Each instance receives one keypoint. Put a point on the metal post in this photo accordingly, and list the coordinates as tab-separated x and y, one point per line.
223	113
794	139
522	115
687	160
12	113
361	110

Exercise description: Restate all of the material, keeping every word intact.

Solved problem:
Each instance receives one keypoint. Put a point on the metal post in this photo accordingly, and list the coordinates as tab-separated x and y, one point per line.
223	113
794	139
522	115
687	160
12	113
361	110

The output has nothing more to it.